→ **Passage to read**
▬▬▬▬▬▬▬▬▬▬

Filipino crew members onboard a chemical tanker, entering San Francisco Bay. Photo courtesy of Steve McKay.
Chemical Tanker, Pacific Ocean Sunse. Photo courtesy of Steve McKay.

“So They Remember Me When I’m Gone”: Remittances, Fatherhood and Gender Relations of Filipino Migrant Men, is the latest work to be published by Steven McKay, a sociology professor at UC Santa Cruz. His study is featured as a chapter in Transnational Labour Migration, Remittances and the Changing Family in Asia, edited by L.A. Hoang and B.S.A. Yeoh and published by Palgrave Macmillan. 

In the piece, McKay explores the struggle migrants face in relation to their gender and culture. He specifically focuses on merchant seafarers in the Philippines, the largest migrant workforce in the country. It is also a field dominated by Filipino men, with 1 in 3 merchant sailors hailing from the Philippines. Filipino sailors are a point of national pride, who send home remittances totaling $21billion, a figure that represents 12% of the country’s gross domestic product. This group is heralded as “exemplars of masculinity.” 

But as McKay’s study points out, seafaring men are burdened with complex expectations that come with their masculinized and migratory status. Through extensive interviews with over 100 men, McKay shares how he explored “who Filipino seafarers are; their own understandings of Filipino masculinity; the insecurities they face as migrant men, husband and fathers trying to live up to these ideal notions; and their strategies to cope with these insecurities and demands, particularly as they pertain to emotional attachment, parenting strategies, remittances and spending patterns.”

Ultimately, McKay’s study is an intense examination of identity construction in an increasingly global world. He shows how identity is tied to concepts of nationalism, gender, status, class, and power. The identify that forms is only confounded in a transnational and migratory setting. In addition, his study is a unique illustration about how identity is performed and maintained. He writes, “men actively “do gender” through their interaction with family members, through their spending and investments, and through particular actions made possible in part by their high level of earnings and remittances.”

Steven McKay is an Associate Professor of Sociology at UC Santa Cruz and the Director of the UC Santa Cruz Center for Labor Studies. His research interests include labor and labor markets, globalization and the high-tech sector, migration, race, gender, and Southeast Asia. He is author of Satanic Mills or Silicon Islands: The Politics of High Tech Production in the Philippines (2006) and is a Principle Investigator in Working For Dignity, a comprehensive study about low-wage working conditions in Santa Cruz.

▬▬▬▬▬▬▬▬▬▬

→ **Exercise A**
According to the article on Filipino seafarers, what share of the Philippines' gross domestic product do the seafarers' remittances represent?
The records that follow have no connection to the article on Filipino seafarers.

→ **Data entries**
▬▬▬▬▬▬▬▬▬▬

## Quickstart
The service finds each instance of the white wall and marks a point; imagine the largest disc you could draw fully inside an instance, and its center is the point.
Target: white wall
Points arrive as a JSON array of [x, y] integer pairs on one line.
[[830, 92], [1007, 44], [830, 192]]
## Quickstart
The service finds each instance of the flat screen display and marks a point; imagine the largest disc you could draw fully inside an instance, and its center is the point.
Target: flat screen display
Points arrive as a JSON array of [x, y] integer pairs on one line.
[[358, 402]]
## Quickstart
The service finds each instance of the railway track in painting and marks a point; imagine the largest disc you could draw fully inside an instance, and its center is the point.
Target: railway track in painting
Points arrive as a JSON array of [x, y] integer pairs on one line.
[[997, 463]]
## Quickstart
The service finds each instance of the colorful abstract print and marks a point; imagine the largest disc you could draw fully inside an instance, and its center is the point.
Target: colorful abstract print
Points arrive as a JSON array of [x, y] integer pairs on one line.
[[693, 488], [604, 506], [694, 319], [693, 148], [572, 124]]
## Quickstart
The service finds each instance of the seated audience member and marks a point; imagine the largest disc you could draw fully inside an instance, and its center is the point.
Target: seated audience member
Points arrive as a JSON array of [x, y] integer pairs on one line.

▬▬▬▬▬▬▬▬▬▬

→ **Exercise B**
Identify every line in the records that contains the string "seated", treating uppercase and lowercase as different.

→ **Output A**
12%

→ **Output B**
The service finds each instance of the seated audience member and marks a point; imagine the largest disc you could draw fully inside an instance, and its center is the point.
Target: seated audience member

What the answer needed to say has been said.